HDLは、比重の高いリポ蛋白質です。これは、粒子内に含まれる蛋白質の割合が半分近くを占め、粒子径が小さいためです。各リポ蛋白質に含有する主な蛋白質(アポ蛋白質)は、それぞれ決まっていて、HDLに含まれる主なアポ蛋白質はアポ−A1,A2です。
・臨床的意義
HDLの主な働きは、末梢組織から肝臓へのコレステロールの運搬です。逆にLDLは、肝臓から末梢組織への輸送を行っています。したがって、HDLが減少すると、末梢組織から肝臓への逆転送力が弱まり、コレステロールが末梢血管などに蓄積され、動脈硬化を起こす可能性が高くなります。この動脈硬化は、脳血管障害、虚血性心疾患の原因になると考えられています。
HDL中のコレステロールを特異的に測定することによって、相対的にHDLの量を推測して診断治療に役立てています。
・基準値
測定法によって、多少の差がある。

************

• **練習問題**:
1. HDLの説明文のうち、「HDLは、比重の高いリポ蛋白」から「て診断治療に役立てています。」までを、一字も変えずに書き写しなさい。
2. HDLの説明文の最後の文に続けて、その先を書き継ぎなさい。
この後の行は、HDLの説明文とは別の資料である。

************

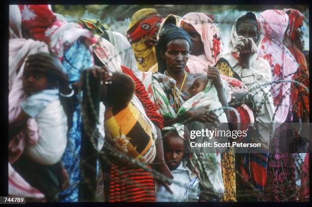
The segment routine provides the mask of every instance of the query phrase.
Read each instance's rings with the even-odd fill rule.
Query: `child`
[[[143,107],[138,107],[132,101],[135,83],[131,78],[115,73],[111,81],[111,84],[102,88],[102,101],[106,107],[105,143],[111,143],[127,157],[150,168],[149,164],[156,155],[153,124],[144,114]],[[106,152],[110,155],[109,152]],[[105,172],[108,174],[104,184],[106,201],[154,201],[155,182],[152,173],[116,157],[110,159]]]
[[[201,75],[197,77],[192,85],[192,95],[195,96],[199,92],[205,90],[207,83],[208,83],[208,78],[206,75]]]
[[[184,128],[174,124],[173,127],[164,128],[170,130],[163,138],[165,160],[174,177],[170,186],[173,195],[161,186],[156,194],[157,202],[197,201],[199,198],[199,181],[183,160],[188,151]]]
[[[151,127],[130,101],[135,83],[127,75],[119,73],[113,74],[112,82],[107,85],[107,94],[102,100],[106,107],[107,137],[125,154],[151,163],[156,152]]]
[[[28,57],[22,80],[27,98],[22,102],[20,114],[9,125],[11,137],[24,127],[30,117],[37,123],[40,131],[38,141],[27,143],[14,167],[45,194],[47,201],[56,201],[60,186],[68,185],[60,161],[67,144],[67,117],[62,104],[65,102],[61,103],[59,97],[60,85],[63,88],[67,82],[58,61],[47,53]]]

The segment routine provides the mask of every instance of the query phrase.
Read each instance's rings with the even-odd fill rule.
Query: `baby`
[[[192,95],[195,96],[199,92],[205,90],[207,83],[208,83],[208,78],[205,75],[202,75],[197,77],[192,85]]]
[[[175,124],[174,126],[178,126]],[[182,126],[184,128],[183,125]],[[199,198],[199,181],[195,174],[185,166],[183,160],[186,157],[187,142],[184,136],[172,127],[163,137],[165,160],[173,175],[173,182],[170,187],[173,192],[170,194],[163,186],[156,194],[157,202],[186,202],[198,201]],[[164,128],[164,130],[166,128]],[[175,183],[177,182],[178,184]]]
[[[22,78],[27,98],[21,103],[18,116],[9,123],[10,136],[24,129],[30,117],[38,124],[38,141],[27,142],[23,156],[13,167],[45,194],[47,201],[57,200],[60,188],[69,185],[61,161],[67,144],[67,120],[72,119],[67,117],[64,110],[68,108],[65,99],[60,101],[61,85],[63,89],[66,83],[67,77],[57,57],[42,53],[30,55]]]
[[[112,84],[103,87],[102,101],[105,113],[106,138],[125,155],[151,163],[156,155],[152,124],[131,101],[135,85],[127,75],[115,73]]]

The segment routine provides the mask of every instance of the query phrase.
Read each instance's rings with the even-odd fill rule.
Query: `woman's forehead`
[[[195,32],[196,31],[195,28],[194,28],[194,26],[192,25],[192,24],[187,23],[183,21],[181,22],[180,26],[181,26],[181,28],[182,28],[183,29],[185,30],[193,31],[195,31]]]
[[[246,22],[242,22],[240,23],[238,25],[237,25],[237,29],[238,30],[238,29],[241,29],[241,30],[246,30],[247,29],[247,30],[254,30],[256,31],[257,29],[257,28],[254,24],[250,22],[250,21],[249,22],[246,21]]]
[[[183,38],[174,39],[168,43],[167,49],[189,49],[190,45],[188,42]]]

************

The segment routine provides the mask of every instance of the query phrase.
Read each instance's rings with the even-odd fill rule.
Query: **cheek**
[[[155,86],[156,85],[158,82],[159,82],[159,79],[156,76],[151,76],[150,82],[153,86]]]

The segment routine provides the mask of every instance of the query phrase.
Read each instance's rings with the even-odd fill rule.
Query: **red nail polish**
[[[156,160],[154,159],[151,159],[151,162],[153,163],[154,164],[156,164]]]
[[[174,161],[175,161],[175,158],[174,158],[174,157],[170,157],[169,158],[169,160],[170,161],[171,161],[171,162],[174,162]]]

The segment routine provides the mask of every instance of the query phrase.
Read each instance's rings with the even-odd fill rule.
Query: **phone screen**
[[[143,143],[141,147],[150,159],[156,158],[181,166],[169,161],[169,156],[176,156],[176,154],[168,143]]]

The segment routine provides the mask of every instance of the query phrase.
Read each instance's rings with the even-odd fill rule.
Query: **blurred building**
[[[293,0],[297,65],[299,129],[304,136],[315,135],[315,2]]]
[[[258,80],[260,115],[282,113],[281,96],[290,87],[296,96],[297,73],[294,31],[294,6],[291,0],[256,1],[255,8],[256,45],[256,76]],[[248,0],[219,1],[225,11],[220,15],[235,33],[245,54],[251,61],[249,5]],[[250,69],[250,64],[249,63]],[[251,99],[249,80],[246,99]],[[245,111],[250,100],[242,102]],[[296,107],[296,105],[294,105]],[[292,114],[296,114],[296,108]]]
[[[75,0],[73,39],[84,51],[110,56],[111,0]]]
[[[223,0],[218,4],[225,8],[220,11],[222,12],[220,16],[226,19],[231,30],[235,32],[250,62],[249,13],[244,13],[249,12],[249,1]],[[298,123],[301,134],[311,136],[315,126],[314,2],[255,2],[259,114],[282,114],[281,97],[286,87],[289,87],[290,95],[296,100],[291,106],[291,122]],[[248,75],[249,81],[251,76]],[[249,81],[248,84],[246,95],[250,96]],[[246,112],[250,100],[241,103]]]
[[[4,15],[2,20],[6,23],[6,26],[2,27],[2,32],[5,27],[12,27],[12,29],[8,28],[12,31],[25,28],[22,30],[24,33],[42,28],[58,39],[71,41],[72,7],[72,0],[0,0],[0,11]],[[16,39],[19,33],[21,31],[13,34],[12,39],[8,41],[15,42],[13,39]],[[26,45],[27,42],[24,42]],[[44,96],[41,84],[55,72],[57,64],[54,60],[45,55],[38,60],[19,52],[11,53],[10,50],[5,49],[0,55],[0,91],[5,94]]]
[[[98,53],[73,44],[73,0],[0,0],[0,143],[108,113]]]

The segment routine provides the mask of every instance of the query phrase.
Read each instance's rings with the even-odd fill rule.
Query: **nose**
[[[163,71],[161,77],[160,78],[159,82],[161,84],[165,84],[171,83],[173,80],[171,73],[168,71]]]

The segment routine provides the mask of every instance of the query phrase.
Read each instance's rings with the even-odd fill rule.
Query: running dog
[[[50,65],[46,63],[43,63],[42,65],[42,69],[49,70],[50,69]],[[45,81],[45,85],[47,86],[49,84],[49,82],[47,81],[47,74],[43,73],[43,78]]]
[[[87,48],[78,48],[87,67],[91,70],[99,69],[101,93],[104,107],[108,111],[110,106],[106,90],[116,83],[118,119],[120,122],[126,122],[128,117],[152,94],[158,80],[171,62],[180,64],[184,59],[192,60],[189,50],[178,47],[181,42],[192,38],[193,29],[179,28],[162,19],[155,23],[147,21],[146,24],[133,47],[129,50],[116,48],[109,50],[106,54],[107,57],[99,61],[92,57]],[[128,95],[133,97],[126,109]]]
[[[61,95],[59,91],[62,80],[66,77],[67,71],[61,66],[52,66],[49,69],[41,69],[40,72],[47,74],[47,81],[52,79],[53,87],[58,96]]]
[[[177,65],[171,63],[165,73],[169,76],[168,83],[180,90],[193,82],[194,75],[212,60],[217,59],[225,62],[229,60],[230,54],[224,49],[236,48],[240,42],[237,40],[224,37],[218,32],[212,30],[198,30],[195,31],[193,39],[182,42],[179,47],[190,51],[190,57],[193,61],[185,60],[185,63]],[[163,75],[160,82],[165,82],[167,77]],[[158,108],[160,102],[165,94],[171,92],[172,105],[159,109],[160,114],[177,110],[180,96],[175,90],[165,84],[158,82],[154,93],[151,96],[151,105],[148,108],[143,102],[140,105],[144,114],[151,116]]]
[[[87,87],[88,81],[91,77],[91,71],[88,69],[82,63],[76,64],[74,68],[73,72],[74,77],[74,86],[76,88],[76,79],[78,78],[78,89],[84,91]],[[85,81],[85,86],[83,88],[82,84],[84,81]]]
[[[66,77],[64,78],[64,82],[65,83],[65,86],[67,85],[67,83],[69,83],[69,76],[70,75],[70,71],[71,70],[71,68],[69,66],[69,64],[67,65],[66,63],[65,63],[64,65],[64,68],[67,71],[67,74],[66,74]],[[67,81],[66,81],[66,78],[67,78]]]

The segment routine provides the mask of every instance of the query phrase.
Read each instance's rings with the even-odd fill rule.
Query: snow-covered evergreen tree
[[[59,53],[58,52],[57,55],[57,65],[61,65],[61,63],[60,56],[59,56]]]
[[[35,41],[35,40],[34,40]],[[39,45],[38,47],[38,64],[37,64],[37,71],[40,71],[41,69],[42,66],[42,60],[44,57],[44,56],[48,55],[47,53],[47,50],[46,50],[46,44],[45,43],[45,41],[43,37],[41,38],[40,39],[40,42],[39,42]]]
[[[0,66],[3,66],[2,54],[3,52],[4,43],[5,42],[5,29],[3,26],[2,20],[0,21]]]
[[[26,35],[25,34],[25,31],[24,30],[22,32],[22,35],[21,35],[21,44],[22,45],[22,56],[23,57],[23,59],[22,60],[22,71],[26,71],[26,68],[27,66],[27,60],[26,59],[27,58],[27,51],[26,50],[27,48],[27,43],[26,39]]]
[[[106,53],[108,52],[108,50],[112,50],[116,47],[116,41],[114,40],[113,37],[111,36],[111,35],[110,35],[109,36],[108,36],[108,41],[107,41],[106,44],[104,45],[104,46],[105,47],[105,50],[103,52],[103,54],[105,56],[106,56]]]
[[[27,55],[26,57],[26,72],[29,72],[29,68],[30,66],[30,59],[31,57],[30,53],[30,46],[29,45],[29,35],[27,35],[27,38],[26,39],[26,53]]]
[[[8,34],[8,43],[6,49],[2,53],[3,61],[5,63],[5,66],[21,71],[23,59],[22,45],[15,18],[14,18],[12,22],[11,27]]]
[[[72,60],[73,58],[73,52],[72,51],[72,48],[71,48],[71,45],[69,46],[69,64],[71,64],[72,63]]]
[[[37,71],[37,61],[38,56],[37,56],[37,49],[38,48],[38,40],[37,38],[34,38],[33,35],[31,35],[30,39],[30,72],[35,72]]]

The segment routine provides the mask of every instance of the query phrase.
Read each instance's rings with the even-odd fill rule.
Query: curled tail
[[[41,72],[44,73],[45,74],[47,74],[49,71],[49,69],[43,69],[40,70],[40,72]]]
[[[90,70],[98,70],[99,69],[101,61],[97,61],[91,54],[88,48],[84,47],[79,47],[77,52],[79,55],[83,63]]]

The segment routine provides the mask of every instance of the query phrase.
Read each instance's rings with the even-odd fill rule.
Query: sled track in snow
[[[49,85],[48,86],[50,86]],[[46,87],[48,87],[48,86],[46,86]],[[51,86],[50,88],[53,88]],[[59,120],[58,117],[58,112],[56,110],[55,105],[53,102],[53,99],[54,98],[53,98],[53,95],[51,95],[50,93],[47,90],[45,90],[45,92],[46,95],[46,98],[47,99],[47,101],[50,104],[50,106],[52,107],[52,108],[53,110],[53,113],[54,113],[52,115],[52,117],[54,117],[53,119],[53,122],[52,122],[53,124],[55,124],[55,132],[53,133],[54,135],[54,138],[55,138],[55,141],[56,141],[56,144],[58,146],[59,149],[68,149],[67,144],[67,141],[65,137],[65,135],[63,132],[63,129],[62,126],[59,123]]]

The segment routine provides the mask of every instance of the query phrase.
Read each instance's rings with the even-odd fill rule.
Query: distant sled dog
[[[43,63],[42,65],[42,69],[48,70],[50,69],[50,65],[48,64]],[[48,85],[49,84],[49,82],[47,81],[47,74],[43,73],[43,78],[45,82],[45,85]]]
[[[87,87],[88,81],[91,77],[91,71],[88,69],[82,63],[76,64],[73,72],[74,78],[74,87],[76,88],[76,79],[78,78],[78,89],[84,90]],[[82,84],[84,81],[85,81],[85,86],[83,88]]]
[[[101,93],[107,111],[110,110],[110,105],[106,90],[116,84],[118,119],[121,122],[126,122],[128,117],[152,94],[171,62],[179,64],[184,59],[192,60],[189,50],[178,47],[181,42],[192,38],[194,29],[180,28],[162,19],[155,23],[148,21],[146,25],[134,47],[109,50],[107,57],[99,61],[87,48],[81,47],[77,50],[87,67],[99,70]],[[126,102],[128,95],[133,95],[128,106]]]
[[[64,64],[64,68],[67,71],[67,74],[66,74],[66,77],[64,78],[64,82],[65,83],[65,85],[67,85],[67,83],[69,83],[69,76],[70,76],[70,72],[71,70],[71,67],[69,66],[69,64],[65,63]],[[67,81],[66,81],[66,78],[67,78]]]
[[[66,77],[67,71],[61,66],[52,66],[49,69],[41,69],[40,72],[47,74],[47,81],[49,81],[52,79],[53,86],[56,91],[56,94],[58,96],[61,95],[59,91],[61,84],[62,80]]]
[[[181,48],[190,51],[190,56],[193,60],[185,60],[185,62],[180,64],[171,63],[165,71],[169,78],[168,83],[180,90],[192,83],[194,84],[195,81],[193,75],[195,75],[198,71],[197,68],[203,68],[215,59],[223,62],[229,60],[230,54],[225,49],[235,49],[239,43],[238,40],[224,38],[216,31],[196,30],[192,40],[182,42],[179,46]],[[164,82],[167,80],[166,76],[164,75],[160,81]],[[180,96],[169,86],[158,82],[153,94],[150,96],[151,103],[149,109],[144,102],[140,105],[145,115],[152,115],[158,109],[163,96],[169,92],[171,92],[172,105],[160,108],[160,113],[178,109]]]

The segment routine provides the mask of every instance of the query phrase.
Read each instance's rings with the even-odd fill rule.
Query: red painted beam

************

• **解答**:
1.
HDLは、比重の高いリポ蛋白質です。これは、粒子内に含まれる蛋白質の割合が半分近くを占め、粒子径が小さいためです。各リポ蛋白質に含有する主な蛋白質(アポ蛋白質)は、それぞれ決まっていて、HDLに含まれる主なアポ蛋白質はアポ−A1,A2です。
・臨床的意義
HDLの主な働きは、末梢組織から肝臓へのコレステロールの運搬です。逆にLDLは、肝臓から末梢組織への輸送を行っています。したがって、HDLが減少すると、末梢組織から肝臓への逆転送力が弱まり、コレステロールが末梢血管などに蓄積され、動脈硬化を起こす可能性が高くなります。この動脈硬化は、脳血管障害、虚血性心疾患の原因になると考えられています。
HDL中のコレステロールを特異的に測定することによって、相対的にHDLの量を推測して診断治療に役立てています。

2.
40〜69mg/dl(沈殿法)
・測定法
現在よく用いられている方法は、沈殿法と呼ばれる方法です。これは、金属イオン(Mg2+、Ca2+など)存在下でヘパリン、デキストラン硫酸などのポリアニオンにより、HDL以外のリポ蛋白を沈殿させて、上清中のHDLのコレステロールを通常のコレステロール測定法で測定する方法です。
最近、こうした沈殿操作の不要な直接測定する方法が開発されて、この方法を使用する医療検査施設も増えてきています。
・異常値
1)高値を示す病気
a) 家族性(遺伝性のもの)
家族性高リポ蛋白血症
コレステロールエステル転送蛋白欠損症
肝性トリグリセライドリパーゼ活性低下
b) 続発性(2次性のもの)
閉塞性肺疾患
原発性胆汁性肝硬変
2)低値を示す病気>
a) 家族性
アポA-1欠損症
α−リポ蛋白欠損症(Tangier病)、LCAT欠損症
b) 続発性
糖尿病
肥満
動脈硬化症
慢性腎不全
肝硬変
・変動の要因
a) 年齢
年令とともに、低下します。女性に比べると男性の方が、低下傾向が大きい。また女性の場合、閉経後、急速に高値になります。
b) 性差
女性の方が、男性より高い。
c) 妊娠
高くなる。
d) 飲酒
高くなる。
e) 喫煙
低下する。
f) 食事性因子
低カロリー栄養食の場合、低くなる。